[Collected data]
[Start of section]

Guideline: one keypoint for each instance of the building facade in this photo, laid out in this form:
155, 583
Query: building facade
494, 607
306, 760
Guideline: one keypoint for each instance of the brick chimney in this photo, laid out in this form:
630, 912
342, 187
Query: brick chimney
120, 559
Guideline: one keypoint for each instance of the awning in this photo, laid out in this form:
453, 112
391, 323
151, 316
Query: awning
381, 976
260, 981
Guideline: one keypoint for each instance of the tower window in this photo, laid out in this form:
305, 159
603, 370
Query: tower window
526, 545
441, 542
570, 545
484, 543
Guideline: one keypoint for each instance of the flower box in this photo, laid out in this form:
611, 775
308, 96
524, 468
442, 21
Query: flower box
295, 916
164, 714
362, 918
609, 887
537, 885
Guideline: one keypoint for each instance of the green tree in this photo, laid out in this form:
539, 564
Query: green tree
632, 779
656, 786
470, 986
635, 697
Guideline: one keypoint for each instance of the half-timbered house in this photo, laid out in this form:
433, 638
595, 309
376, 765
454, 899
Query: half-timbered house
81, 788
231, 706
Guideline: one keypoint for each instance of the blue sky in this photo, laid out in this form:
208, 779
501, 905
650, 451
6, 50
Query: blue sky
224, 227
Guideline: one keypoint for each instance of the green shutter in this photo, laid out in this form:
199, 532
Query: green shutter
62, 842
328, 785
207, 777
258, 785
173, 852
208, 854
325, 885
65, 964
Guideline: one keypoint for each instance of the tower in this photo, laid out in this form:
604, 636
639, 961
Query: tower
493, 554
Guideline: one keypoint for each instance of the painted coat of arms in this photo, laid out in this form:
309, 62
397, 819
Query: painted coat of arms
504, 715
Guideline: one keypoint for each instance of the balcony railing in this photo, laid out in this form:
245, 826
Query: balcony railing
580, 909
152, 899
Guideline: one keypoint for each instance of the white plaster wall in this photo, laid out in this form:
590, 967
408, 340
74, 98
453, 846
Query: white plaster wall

[End of section]

* **YOUR ASSIGNMENT**
Compute how many lines of the records above hold the string "wall". Give the number with no other output.

* **SOLUTION TO THE PROBLEM**
2